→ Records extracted
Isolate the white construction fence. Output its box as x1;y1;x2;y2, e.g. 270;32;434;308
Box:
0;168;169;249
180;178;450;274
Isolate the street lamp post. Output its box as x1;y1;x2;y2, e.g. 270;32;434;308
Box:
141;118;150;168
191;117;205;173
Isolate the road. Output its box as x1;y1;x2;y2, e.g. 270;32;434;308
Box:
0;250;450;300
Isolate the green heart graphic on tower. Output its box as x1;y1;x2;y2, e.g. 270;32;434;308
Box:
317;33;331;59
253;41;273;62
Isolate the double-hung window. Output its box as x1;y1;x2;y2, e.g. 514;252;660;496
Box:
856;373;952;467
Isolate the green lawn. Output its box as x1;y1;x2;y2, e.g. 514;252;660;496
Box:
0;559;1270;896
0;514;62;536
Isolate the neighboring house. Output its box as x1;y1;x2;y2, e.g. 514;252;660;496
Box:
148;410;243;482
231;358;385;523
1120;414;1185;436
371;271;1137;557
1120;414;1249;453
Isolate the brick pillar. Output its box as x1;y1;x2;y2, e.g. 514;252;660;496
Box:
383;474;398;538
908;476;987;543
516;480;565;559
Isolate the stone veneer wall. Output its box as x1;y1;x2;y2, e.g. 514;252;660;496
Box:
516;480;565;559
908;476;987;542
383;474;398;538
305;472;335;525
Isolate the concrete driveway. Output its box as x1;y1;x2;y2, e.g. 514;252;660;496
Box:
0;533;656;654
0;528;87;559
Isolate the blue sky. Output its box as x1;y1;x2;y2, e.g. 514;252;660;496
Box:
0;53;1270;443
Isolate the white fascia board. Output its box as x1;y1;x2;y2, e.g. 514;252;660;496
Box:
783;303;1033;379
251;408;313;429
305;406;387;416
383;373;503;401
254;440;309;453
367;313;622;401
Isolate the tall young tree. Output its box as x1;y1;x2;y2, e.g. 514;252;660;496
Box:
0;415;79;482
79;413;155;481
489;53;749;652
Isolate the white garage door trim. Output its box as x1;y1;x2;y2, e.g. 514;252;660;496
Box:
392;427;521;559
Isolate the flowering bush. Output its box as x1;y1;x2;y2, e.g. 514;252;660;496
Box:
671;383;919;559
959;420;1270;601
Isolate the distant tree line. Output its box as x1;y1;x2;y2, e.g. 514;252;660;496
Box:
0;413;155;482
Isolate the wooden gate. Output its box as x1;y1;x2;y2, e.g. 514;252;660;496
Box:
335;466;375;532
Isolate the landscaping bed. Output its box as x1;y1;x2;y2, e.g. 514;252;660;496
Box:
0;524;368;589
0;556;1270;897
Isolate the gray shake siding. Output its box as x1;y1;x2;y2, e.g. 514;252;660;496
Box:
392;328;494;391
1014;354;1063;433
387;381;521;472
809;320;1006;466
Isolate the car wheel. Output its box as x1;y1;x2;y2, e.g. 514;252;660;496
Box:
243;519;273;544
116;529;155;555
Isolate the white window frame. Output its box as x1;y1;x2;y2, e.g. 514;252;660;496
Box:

→ The task
Reproduce the listing above word for word, keeping every line in its original order and form.

→ Task output
Isolate the white construction fence. Output its box as x1;y1;x2;y2, e.g. 270;32;434;308
Box:
0;168;169;249
180;178;450;274
Isolate the street lamp post. Output its box as x1;y1;x2;y2, e.g. 270;32;434;308
Box:
141;118;150;168
191;117;205;173
Isolate the road. Output its box as x1;y1;x2;y2, e.g. 270;32;434;308
Box:
0;250;450;300
Isolate the green heart graphic on tower. Output its box as x1;y1;x2;y2, e.g. 270;32;434;308
Box:
317;33;331;59
253;41;273;62
Isolate the double-hung window. Output its box as x1;y1;x2;y2, e.g. 514;252;660;496
Box:
856;373;952;467
Isolate the green lawn. Output its box as x1;y1;x2;y2, e.g. 514;252;660;496
Box:
0;559;1270;896
0;514;62;536
Isolate the neighboring house. Output its box as x1;y1;x2;y2, e.g. 514;252;660;496
Box:
148;410;243;482
231;358;385;523
1120;414;1185;436
371;271;1137;557
1120;414;1249;453
Isolate the brick pillar. Output its box as x1;y1;x2;y2, e.g. 514;252;660;496
Box:
383;474;398;538
908;476;987;543
516;480;565;559
Isolate the stone veneer wall. Output its box as x1;y1;x2;y2, e.g. 514;252;660;496
Box:
516;480;565;559
908;476;987;542
383;474;398;538
305;472;335;525
Isolate the concrete driveway. Output its box as x1;y1;x2;y2, e.g. 514;252;660;496
Box:
0;533;656;654
0;528;87;559
Isolate the blue sky. Output its box as x1;y1;x2;y2, e.g. 514;252;660;496
Box:
0;53;1270;443
Isolate the white fascia board. Output its box as x1;y1;x2;y2, e.g. 514;252;660;496
Box:
783;303;1033;379
251;408;313;429
305;406;387;416
383;373;503;401
254;440;309;453
367;313;622;401
Isolate the tall young tree. Output its box as x1;y1;x2;y2, e.g. 514;252;660;496
Box:
0;415;79;482
79;413;155;481
489;53;749;652
Isolate the white garage door trim. Output its box as x1;y1;x2;y2, e.g. 514;252;660;496
Box:
392;427;521;559
Isolate the flowering bush. Output its box as x1;y1;x2;y2, e.g. 514;252;660;496
Box:
671;383;919;559
959;420;1270;601
Isolate the distant tree line. Output its box as x1;y1;x2;y2, e.g. 514;252;660;496
Box:
0;413;155;482
Isolate the wooden gate. Output its box as x1;y1;x2;y2, e.g. 514;252;660;496
Box:
335;466;375;532
Isolate the landscaping bed. Output its box as x1;y1;x2;y2, e.g. 514;252;660;496
Box:
0;524;368;589
0;556;1270;897
Isolate the gray shake siding. Output its box as x1;y1;x2;y2, e.g. 514;252;660;496
Box:
392;328;494;391
1014;354;1063;433
387;381;521;472
809;320;1006;466
Isolate the car wheel. Output its box as x1;y1;x2;y2, e.g. 514;252;660;496
Box:
243;519;273;544
116;529;155;555
Isolate the white window frame. Output its box as x1;y1;x2;y2, e.g. 514;252;660;496
Box:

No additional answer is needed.